Passage provided >>
────────────────────

The number of simultaneous deployment targets in a rolling deployment is referred to as the window size. A window size of one deploys to one target at a time, and that deployment must finish before another deployment starts. A window size of three deploys to three target servers at a time. A large cluster might use a larger window size.
A rolling deployment might include a testing phase wherein the load balancer directs only limited or test traffic while the new software is configured and proven. This does not affect the experience of users still accessing the application on remaining servers that are not yet upgraded.
After the software is tested successfully, the server returns to service and another server node is taken offline to repeat the process, continuing until all of the server nodes in the cluster are updated and running the desired application software version. The overall application has been continuously available throughout the rolling deployment.
One of the important concerns for a rolling deployment is ensuring backward compatibility across the stack. Some nodes might be running newer versions and others are still on older versions during a rolling deployment. The organization must ensure that the older versions of web or application components work with new database schema, or vice versa.
Session persistence can be an issue with rolling deployments if user traffic is directed to servers that are running different software versions, with unpredictable and undesirable results. Load balancers should support user persistence functionality so that user traffic can continue on the same application server. In addition, session-sharing should be invoked wherever possible so that the user session can continue on another server if the server currently providing user persistence is taken offline for its update.
Rolling deployment does not require as much underlying IT resource capacity as blue/green deployment, wherein the update occurs on one entire production environment while an identical production environment runs the previous software version for a user.
Rolling deployment differs from phased rollouts. A phased deployment occurs over an extended time span and a user is aware that he's on different software versions, in order to gather feedback or test out performance before fully rolling out a change.

────────────────────

Given records >>
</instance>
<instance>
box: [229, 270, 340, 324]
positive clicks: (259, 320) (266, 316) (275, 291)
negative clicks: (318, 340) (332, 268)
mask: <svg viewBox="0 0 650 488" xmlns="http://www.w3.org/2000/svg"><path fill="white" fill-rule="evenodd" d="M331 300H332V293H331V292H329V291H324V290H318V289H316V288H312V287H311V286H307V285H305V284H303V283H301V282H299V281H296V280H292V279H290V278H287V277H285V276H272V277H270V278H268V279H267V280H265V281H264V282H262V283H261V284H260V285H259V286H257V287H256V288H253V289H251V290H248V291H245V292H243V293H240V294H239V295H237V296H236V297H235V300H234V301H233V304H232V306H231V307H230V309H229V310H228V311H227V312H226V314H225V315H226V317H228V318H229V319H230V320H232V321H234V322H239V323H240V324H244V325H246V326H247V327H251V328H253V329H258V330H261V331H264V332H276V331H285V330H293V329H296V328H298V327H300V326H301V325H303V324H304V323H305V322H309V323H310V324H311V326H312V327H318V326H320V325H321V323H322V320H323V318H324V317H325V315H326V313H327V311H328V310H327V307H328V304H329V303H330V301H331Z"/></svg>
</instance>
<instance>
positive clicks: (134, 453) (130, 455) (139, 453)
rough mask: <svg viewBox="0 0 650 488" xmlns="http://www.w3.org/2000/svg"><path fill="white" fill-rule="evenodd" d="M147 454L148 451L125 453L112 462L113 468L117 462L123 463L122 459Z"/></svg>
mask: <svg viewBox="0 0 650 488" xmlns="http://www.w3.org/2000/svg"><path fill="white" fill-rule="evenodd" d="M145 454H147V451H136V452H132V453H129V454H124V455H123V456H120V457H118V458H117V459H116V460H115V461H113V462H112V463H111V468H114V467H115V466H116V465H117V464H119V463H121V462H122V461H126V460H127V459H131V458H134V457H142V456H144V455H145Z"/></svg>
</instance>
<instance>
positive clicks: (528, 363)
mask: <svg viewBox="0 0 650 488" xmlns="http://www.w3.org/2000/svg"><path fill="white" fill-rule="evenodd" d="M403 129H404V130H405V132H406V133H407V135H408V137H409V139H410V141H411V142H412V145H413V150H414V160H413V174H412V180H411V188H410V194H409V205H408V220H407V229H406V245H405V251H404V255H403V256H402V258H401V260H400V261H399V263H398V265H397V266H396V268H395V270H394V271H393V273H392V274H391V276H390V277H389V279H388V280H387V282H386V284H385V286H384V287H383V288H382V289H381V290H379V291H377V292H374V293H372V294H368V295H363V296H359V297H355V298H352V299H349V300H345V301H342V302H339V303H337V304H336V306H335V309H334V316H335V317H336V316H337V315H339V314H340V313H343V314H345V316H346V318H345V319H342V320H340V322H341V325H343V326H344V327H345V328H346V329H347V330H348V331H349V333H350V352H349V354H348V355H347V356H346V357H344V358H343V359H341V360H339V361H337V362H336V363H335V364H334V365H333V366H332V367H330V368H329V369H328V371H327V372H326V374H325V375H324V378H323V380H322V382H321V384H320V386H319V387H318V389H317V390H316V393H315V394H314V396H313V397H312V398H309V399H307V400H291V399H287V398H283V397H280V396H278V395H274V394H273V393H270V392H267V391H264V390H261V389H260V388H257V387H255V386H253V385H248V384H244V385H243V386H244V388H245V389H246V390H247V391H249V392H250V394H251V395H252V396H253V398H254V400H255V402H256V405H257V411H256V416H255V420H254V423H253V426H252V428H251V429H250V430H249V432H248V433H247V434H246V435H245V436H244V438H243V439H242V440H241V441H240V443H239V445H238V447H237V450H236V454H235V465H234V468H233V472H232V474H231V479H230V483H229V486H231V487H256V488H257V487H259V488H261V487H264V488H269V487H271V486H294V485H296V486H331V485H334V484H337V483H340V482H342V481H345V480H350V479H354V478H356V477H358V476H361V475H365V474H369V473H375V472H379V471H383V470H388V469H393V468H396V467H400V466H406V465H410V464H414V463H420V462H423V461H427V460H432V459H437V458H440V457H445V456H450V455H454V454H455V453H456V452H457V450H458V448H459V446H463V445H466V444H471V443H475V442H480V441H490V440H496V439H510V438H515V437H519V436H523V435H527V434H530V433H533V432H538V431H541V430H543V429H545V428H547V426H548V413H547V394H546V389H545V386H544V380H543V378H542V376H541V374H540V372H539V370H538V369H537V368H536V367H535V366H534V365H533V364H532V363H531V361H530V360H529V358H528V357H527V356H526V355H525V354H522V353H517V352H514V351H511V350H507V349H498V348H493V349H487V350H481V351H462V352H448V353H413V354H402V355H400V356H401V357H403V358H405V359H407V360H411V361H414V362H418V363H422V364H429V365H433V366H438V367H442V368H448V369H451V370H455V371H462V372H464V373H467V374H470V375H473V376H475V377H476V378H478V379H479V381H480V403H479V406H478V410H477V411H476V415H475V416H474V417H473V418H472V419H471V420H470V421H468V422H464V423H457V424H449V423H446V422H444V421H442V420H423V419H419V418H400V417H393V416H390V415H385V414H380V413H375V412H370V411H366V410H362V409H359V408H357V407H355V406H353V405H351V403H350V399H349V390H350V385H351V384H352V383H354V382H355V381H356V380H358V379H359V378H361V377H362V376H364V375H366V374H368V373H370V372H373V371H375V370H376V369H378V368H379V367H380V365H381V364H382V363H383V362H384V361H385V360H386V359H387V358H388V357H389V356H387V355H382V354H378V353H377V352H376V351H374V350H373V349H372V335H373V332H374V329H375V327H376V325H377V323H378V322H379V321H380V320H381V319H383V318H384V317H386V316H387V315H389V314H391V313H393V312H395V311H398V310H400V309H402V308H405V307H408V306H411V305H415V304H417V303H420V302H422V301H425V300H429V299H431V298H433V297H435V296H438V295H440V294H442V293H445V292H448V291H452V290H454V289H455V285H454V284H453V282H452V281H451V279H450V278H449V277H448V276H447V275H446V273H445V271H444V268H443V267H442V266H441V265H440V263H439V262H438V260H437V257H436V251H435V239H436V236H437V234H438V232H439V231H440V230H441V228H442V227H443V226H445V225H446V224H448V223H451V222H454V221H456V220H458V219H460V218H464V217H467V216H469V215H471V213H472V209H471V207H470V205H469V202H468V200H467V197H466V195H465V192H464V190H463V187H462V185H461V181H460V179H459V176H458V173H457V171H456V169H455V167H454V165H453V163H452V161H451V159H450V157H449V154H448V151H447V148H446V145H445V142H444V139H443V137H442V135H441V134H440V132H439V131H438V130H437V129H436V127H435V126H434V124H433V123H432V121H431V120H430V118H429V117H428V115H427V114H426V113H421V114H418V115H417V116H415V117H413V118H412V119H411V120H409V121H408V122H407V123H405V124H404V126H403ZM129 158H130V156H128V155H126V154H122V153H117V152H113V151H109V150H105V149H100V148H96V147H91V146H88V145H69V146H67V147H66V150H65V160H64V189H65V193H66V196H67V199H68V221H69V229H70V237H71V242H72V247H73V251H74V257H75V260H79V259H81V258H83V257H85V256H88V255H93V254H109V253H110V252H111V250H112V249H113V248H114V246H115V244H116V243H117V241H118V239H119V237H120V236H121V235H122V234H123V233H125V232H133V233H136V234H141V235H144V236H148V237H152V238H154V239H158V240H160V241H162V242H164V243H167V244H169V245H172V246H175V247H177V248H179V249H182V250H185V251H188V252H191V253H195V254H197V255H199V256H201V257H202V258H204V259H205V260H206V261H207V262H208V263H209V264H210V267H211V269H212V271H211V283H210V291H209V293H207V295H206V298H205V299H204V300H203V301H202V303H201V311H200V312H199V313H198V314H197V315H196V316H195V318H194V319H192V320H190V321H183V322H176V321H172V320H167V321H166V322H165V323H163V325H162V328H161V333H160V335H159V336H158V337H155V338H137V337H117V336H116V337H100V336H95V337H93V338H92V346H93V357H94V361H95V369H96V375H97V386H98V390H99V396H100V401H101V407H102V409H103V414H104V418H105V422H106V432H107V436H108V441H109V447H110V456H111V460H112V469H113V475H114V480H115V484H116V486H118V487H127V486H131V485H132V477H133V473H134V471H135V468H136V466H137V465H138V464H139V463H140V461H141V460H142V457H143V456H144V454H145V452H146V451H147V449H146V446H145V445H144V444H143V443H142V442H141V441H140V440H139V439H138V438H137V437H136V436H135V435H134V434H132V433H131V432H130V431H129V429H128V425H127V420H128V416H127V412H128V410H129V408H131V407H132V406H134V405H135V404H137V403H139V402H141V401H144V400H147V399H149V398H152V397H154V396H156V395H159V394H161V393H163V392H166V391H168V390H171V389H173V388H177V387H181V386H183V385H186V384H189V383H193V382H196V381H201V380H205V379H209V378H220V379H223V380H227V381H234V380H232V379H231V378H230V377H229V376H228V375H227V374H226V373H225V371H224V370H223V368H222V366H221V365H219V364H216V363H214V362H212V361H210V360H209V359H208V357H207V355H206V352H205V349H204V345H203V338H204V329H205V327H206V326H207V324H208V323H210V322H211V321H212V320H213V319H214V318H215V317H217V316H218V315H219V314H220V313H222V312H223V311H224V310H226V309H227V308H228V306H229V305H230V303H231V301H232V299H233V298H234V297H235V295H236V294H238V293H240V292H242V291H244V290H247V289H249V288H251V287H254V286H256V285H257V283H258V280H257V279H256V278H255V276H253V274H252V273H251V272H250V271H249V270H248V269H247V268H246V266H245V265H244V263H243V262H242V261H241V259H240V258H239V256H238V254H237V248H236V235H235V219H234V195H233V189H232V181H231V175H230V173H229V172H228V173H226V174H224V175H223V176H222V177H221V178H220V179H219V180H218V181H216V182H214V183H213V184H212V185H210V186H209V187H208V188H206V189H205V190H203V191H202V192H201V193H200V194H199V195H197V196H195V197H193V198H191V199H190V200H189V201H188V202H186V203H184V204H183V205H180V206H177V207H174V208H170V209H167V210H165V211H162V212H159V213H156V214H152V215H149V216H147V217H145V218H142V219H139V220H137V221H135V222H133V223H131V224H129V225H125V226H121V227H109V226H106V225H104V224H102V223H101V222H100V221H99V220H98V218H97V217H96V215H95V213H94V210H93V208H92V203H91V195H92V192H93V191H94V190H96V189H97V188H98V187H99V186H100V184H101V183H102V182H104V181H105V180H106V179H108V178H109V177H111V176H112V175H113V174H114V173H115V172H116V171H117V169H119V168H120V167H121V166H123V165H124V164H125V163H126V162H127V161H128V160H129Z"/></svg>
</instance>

────────────────────

Work order 1 >> Reproduce the part of the rolling deployment passage that opens with the words containing "A rolling deployment might" and closes with "not yet upgraded.".
Work order 2 >> Name every type of software deployment that the rolling deployment passage mentions.

Result 1 >>
A rolling deployment might include a testing phase wherein the load balancer directs only limited or test traffic while the new software is configured and proven. This does not affect the experience of users still accessing the application on remaining servers that are not yet upgraded.

Result 2 >>
- Rolling deployment
- Blue/green deployment
- Phased deployment (phased rollout)